#### INPUT
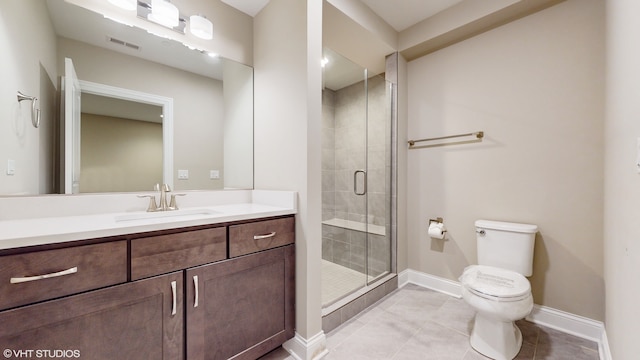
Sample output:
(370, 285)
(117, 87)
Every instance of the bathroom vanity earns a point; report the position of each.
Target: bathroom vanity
(218, 289)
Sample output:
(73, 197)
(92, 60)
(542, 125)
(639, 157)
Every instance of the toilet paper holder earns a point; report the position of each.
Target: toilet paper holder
(436, 228)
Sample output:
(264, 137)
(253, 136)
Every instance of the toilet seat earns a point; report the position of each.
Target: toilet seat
(495, 284)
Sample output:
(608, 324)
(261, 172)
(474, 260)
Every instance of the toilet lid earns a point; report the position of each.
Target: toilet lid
(495, 283)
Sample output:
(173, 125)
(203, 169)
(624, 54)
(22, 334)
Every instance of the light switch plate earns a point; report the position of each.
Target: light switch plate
(11, 167)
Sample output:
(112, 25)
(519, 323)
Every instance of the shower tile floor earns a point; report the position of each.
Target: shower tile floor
(414, 323)
(338, 281)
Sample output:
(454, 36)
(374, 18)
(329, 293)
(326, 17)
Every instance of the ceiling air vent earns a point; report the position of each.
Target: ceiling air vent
(123, 43)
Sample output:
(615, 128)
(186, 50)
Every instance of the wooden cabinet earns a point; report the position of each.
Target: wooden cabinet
(210, 292)
(163, 253)
(260, 235)
(43, 275)
(241, 308)
(130, 321)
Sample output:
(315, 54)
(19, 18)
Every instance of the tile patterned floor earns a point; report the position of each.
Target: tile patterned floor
(337, 281)
(416, 323)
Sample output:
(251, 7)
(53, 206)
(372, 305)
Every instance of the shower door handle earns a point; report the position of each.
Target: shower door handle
(355, 182)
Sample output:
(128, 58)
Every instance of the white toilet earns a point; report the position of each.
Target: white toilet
(497, 288)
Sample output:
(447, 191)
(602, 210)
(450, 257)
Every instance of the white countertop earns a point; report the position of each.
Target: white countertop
(48, 230)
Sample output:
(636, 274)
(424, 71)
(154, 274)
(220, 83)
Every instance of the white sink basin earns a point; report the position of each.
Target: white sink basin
(170, 214)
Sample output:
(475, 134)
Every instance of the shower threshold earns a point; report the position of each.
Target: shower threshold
(356, 225)
(341, 285)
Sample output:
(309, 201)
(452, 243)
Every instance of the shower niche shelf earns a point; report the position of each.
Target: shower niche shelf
(356, 225)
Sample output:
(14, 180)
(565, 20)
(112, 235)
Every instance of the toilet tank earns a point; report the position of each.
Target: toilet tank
(506, 245)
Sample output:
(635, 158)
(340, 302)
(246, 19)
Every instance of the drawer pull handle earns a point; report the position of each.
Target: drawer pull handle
(173, 291)
(195, 285)
(265, 236)
(18, 280)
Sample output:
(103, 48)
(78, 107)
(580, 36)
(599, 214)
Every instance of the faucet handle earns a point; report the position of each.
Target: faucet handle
(152, 202)
(174, 205)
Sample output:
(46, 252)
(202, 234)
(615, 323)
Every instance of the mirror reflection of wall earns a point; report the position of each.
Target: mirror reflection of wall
(207, 132)
(121, 145)
(198, 106)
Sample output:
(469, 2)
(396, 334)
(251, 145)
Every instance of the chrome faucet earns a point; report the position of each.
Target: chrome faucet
(163, 190)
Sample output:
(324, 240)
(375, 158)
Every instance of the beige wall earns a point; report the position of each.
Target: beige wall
(119, 154)
(27, 64)
(288, 110)
(238, 126)
(535, 86)
(622, 180)
(197, 101)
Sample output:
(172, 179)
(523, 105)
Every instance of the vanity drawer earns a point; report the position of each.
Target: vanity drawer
(260, 235)
(165, 253)
(42, 275)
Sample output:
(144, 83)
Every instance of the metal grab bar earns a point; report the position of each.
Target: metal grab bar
(478, 134)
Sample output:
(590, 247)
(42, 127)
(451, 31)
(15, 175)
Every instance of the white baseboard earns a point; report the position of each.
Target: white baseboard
(446, 286)
(314, 348)
(559, 320)
(603, 347)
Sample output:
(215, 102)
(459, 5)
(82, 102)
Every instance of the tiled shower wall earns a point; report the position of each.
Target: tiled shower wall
(346, 137)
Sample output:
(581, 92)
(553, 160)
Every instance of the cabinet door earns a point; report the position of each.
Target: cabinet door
(131, 321)
(241, 308)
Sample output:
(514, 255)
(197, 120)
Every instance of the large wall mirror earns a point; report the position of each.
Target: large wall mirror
(124, 140)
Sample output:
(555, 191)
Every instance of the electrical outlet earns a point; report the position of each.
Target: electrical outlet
(638, 157)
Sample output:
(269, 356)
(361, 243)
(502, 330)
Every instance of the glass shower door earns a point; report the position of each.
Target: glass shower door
(351, 197)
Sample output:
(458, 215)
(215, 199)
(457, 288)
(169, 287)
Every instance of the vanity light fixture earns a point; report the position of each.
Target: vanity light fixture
(201, 27)
(125, 4)
(164, 13)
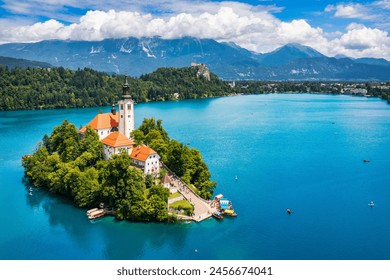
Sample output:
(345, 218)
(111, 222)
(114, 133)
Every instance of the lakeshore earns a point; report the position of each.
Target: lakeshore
(303, 152)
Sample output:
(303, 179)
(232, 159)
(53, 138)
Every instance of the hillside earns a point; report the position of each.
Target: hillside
(36, 88)
(22, 63)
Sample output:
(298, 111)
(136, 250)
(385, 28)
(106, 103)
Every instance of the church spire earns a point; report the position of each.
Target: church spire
(126, 89)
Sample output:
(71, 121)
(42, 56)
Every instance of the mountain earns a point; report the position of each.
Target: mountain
(11, 62)
(288, 53)
(373, 61)
(137, 56)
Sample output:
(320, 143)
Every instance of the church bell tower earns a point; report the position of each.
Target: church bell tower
(126, 111)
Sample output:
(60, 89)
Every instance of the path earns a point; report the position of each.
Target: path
(202, 209)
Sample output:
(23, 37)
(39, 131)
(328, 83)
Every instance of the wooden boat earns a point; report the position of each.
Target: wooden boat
(92, 210)
(96, 214)
(230, 213)
(217, 214)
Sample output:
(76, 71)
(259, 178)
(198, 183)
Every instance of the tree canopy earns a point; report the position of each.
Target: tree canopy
(185, 162)
(47, 88)
(72, 165)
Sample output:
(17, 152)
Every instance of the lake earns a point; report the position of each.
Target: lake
(298, 151)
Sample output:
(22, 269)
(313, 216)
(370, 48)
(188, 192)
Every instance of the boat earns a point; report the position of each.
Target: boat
(95, 213)
(230, 212)
(92, 210)
(217, 214)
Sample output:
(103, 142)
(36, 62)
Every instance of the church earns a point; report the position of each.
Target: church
(114, 130)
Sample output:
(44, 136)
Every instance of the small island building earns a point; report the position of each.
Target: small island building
(104, 124)
(114, 131)
(116, 143)
(146, 159)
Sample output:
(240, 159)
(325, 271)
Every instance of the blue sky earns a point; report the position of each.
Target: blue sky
(352, 28)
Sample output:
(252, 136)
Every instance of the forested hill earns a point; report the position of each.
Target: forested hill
(11, 62)
(44, 88)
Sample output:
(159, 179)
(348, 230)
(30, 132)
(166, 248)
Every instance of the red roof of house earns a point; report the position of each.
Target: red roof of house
(141, 153)
(101, 121)
(166, 179)
(117, 139)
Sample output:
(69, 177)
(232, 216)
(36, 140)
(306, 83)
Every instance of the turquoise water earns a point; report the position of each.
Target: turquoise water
(303, 152)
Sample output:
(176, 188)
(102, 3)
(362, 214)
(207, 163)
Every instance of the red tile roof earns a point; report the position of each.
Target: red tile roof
(166, 179)
(117, 139)
(102, 121)
(141, 153)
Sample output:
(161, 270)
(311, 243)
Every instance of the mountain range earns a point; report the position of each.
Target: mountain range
(137, 56)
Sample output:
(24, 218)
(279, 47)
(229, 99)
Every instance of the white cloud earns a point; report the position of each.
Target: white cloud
(362, 42)
(251, 27)
(350, 11)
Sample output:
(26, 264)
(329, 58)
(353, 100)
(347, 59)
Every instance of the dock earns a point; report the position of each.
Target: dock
(202, 208)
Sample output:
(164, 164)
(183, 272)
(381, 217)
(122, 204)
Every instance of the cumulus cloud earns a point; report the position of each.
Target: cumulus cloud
(349, 11)
(362, 42)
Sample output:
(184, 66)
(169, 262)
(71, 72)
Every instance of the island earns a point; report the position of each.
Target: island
(109, 167)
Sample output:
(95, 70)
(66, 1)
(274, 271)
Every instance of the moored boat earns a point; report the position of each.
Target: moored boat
(217, 214)
(230, 212)
(95, 213)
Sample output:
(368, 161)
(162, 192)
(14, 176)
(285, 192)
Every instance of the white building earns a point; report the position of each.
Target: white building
(114, 130)
(104, 124)
(116, 143)
(126, 112)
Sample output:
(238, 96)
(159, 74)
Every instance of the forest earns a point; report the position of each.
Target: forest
(48, 88)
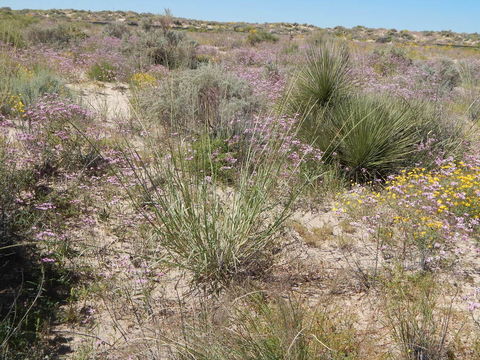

#### WHAT THIS TASK INVOLVES
The lines from the top of the data above through the one holding "Every instance of the toilet paper" are to be repeated exactly, and only those, with no pictures.

#### RESPONSE BOX
Sample output:
(370, 285)
(117, 87)
Every instance of the bathroom vanity earns a point; report the position of each.
Target: bathroom vanity
(218, 289)
Sample output:
(73, 197)
(92, 60)
(542, 125)
(639, 157)
Every instance of the toilet paper holder earns a point; report the position of each.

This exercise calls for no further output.